[Entries provided]:
□ □ □ □

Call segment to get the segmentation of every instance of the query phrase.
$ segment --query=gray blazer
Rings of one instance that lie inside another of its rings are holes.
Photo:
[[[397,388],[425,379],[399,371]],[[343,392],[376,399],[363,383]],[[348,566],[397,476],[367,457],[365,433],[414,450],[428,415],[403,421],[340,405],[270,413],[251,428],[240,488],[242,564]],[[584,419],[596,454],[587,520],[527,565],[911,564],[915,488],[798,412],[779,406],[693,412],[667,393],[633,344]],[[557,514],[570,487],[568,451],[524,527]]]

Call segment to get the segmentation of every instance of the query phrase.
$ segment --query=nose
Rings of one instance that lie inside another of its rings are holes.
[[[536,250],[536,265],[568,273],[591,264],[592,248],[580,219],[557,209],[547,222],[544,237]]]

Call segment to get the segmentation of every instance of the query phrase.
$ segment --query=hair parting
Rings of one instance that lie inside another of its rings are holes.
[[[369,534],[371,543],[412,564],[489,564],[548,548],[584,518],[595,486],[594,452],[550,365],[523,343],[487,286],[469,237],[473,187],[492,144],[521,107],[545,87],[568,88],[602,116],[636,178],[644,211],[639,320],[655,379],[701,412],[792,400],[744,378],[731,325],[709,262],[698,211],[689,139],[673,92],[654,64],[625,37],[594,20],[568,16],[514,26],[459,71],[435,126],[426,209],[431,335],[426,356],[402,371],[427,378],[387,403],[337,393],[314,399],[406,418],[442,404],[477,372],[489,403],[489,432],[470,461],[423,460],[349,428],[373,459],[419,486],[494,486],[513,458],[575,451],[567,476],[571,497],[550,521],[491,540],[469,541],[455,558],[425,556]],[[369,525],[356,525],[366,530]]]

□ □ □ □

[What the task requires]: Rewrite all of the entries, changing "query phrase" to "search phrase" and leaving everything else as it is.

[Output]:
Call segment to get the segmentation of every instance of the search phrase.
$ segment --query=gray blazer
Rings of one instance that lie inside another of its rings are holes.
Photo:
[[[397,388],[425,379],[399,371]],[[343,392],[376,399],[363,383]],[[348,566],[397,476],[367,457],[365,433],[414,450],[428,415],[403,421],[340,405],[270,413],[251,428],[240,488],[242,564]],[[584,419],[596,454],[587,520],[527,565],[911,564],[915,488],[798,412],[779,406],[693,412],[667,393],[633,344]],[[557,514],[570,487],[568,451],[524,527]]]

Call segment to get the segmentation of every instance of the search phrase.
$ segment --query=nose
Rings of one instance that lie inside another of its rings are holes.
[[[536,250],[536,265],[568,273],[591,264],[592,248],[580,219],[557,209],[547,222],[544,237]]]

Call segment to get the segmentation of every instance of the search phrase.
$ segment --query=hair parting
Rings of one instance that lie inside another of its rings are holes.
[[[369,534],[371,543],[412,564],[489,564],[548,548],[584,518],[595,486],[594,452],[550,365],[523,343],[487,286],[469,237],[473,187],[492,144],[521,107],[545,87],[568,88],[602,116],[636,178],[644,211],[639,320],[655,379],[701,412],[792,400],[744,378],[731,325],[709,262],[698,211],[689,139],[673,92],[654,64],[625,37],[594,20],[568,16],[514,26],[459,71],[435,126],[426,209],[431,335],[426,356],[402,371],[427,378],[387,403],[337,393],[314,399],[406,418],[442,404],[477,372],[489,403],[489,432],[470,461],[423,460],[349,428],[373,459],[419,486],[494,486],[513,458],[575,451],[567,476],[571,497],[550,521],[491,540],[469,541],[455,558],[425,556]],[[369,525],[356,525],[366,530]]]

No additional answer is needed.